Saturday, July 23, 2011

Mapping Dates from COBOL to Java

Date (and Time) types are difficult to map between COBOL and java. Here a few comments on why this is hard.

Dates in COBOL

For a very long time, the COBOL compiler on IBM mainframes didn't know anything about dates. Developers typically used structures and managed dates semantics by hand. The Y2K issue was largely a consequence of this situation since the compiler couldn't solve the problem all by itself.

Recently ("recently" on the mainframe time scale means in the last 15 years or so), IBM introduced the DATE FORMAT keyword. This is used to further qualify a regular numeric or alphabetic data item. It introduces some restrictions on what you can store in the data item but fundamentally, the data item remains a numeric (binary, compressed or zoned decimal) or an alphanumeric.

The DATE FORMAT keyword must be followed by a pattern using Y and X characters (no relationship to chromosomes) such as YYXXXX or YYYYXXXX.

  • YY designates a "windowed" date. This is relative to a century window given by the YEARWINDOW compiler option.
  • YYYY is an "expanded" date. This is a regular century + year date.

MOVE of a windowed date to an expanded date will expand it as expected. There are also intrinsic functions such as DATEVAL and UNDATE to convert dates to non date data items.

For more details, see the programming reference in IBM COBOL documentation.

Dates in Java

If dates are messy in COBOL, well, they are even messier in Java.

At the beginning there was an overly simple java.util.Date (with a weird java.sql.Date variation with 9 methods, 6 of which are deprecated!).

Then came java.sql.Timestamp which inherits from java.util.Date but about which the documentation states: "it is recommended that code not view Timestamp values generically as an instance of java.util.Date". It is as if to say: Timestamp inherits from Date, but please don't use that fact in your programs...

# # # # # # #

## Requirement 1
Answer the following questions using the post on mapping dates from COBOL to Java.
(a) What must follow the DATE FORMAT keyword?
(b) What does YY designate in such a pattern?
(c) From which class does java.sql.Timestamp inherit?
## Requirement 2
Resume the post on mapping dates from COBOL to Java, picking up after its final sentence.

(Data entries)
# # # # # # #

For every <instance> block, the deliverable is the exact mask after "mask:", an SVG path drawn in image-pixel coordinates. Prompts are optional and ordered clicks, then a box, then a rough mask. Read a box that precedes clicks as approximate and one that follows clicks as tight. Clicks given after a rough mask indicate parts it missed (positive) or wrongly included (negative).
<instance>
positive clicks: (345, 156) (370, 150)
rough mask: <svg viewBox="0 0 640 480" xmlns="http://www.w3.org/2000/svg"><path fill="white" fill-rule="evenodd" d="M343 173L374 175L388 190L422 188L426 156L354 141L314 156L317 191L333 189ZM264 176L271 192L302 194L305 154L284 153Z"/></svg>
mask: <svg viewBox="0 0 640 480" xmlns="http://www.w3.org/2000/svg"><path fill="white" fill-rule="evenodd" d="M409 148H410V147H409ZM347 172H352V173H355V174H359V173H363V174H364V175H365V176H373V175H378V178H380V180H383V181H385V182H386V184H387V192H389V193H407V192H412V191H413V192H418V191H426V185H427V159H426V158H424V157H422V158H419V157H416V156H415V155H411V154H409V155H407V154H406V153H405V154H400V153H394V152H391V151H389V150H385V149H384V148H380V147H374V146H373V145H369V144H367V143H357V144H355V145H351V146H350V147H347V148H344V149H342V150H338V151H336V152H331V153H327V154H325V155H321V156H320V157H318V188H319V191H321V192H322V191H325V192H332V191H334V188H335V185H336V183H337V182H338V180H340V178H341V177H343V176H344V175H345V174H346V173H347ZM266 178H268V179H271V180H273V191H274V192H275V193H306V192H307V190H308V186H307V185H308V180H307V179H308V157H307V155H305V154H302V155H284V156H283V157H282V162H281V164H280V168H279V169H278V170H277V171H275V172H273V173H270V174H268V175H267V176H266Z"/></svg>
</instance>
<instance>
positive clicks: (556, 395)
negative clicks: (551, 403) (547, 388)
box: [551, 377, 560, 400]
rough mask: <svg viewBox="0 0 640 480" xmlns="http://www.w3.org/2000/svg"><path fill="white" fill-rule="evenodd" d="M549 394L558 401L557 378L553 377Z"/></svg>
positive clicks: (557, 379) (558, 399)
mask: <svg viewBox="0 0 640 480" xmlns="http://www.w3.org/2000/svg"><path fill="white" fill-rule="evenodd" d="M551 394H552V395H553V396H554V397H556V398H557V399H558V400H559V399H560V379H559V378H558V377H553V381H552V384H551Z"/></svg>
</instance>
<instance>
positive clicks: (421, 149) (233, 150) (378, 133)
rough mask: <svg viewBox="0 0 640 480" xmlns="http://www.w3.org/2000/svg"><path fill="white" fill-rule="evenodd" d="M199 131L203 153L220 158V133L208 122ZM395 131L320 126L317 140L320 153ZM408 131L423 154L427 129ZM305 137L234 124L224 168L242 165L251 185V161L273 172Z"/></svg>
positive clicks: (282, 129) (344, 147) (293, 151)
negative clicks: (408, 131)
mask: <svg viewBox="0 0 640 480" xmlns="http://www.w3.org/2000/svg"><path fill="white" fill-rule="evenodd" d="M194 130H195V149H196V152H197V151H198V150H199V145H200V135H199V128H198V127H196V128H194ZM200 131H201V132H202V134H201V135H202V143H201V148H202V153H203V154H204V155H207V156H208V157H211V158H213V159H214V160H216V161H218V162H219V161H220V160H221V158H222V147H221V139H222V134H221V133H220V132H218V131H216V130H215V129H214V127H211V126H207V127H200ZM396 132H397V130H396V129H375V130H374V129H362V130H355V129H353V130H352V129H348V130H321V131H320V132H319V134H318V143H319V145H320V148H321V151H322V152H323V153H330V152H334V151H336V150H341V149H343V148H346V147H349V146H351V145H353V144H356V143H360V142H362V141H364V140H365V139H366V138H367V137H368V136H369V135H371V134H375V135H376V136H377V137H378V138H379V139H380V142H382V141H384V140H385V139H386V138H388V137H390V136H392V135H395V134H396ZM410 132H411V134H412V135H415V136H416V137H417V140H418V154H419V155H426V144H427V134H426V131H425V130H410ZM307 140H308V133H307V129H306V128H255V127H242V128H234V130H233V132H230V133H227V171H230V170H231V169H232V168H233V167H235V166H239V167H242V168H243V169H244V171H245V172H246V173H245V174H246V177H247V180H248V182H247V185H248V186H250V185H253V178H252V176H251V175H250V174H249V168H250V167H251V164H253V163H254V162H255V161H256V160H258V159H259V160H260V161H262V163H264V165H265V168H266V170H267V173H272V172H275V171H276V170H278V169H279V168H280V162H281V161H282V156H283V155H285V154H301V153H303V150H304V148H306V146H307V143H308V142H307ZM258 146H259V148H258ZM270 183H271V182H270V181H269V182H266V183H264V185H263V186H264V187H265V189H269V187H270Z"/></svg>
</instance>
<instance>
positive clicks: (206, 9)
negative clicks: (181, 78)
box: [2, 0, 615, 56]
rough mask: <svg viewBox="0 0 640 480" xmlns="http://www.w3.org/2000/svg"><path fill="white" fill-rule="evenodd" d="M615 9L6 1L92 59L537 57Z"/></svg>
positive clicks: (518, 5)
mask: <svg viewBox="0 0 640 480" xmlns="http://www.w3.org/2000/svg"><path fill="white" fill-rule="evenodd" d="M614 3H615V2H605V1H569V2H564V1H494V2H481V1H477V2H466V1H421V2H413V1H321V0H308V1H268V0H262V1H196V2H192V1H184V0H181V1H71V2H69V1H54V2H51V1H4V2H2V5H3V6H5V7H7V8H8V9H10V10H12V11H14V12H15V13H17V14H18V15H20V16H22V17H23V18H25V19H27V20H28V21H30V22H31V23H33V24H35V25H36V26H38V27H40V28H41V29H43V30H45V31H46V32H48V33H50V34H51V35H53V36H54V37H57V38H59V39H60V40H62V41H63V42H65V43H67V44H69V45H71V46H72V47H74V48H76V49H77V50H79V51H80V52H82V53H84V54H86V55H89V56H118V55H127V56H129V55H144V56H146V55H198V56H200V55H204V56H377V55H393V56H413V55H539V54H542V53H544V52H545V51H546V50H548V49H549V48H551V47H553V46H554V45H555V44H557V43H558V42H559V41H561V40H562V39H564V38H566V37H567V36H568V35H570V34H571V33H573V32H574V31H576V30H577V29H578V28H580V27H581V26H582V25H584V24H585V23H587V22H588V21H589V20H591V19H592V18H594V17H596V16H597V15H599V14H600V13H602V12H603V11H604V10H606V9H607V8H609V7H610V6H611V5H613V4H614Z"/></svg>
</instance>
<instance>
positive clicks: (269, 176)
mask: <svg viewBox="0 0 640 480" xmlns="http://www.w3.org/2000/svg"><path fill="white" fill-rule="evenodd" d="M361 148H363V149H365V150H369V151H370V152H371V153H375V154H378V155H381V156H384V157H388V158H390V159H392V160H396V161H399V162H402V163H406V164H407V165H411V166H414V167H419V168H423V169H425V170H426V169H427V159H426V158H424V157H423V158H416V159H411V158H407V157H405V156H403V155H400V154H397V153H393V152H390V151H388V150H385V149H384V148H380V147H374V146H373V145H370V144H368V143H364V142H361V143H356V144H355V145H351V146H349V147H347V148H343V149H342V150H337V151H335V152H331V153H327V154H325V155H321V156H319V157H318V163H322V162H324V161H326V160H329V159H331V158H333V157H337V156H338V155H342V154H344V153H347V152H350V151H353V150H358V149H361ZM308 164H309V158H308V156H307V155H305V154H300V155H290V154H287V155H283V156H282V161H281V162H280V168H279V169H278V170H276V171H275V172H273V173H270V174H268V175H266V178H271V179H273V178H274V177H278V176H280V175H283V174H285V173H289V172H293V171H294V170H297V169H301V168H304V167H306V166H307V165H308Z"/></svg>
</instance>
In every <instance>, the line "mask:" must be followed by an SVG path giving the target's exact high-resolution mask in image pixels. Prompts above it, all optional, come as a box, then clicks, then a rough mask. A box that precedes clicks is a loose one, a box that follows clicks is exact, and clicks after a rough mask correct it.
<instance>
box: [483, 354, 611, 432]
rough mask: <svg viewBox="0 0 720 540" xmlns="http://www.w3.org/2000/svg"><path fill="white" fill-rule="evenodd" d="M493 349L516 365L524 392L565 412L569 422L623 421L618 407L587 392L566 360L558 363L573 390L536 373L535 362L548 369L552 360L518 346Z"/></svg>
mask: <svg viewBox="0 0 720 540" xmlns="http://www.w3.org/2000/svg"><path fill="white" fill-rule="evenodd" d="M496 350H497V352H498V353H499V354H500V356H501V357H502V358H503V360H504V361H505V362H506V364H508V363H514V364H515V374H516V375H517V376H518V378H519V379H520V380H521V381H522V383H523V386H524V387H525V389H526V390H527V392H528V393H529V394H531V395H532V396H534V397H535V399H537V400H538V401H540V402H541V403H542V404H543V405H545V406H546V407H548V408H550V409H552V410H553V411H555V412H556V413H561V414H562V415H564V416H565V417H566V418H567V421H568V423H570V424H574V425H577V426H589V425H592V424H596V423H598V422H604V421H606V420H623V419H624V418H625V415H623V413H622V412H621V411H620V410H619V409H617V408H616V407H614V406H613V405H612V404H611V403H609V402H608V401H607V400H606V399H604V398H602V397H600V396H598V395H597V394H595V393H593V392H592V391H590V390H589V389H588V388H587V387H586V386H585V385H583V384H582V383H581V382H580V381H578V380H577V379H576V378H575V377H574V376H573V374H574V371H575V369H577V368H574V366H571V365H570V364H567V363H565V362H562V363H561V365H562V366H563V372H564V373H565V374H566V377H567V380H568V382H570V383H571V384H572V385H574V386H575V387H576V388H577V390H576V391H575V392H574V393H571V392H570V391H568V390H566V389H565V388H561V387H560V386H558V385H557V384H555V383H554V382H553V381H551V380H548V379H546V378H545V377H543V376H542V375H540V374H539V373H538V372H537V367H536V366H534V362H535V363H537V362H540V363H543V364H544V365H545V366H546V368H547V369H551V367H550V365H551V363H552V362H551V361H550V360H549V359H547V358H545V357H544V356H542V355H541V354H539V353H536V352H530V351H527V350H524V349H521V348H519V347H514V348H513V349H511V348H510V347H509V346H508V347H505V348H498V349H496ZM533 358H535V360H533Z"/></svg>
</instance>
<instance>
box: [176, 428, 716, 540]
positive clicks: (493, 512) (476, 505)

# # # # # # #

## Written reply 1
(a) A pattern using Y and X characters, such as YYXXXX or YYYYXXXX.
(b) A "windowed" date, which is relative to a century window given by the YEARWINDOW compiler option.
(c) java.util.Date.

## Written reply 2
But worst, came the dreaded java.util.Calendar. In this article, Joshua Bloch, an ex Sun engineer, says:

As an extreme example of what not to do, consider the case of java.util.Calendar. Very few people understand its state-space -- I certainly don't -- and it's been a constant source of bugs for years.

java.util.Calendar was designed at a time (long gone now) when Java was to overtake the programming world, so this monster was born and several, often used, java.util.Date methods were deprecated as a consequence.

To further complexify things, JAXB has introduced the javax.xml.datatype.XMLGregorianCalendar in order to map the XML Schema date and time.

All in all, at least 5 different ways of representing a Date

Mapping COBOL dates to Java Dates

So far, Legstar has taken the, rather lame, approach of not attempting to map COBOL dates to Java dates automatically.

When starting from COBOL, this means you will never get a java Date/Timestamp/Calendar property, even if the corresponding COBOL data item is marked with a DATE FORMAT. Date semantics are lost in translation...

When starting from Java though, chances are that some property is a Date/Timestamp/Calendar. Actually Date/Calendar, because with Timestamp you would get "error: java.sql.Timestamp does not have a no-arg default constructor" from JAXB.

LegStar maps Java Date/Calendar properties to a COBOL PIC X(32).

At runtime, the PIC X(32) content is assumed to follow the form: "yyyy-mm-dd hh:mm:ss.fffffffff" known as the JDBC timestamp escape format.

This is rudimentary but following this conversation, the latest LegStar has introduced a new annotation, inspired from Patrick's comment: @CobolJavaTypeAdapter(value = SomeClass.class) where SomeClass is code that a developer implements. (Here is a sample).

An extension mechanism is probably the best way to handle COBOL to Java date binding.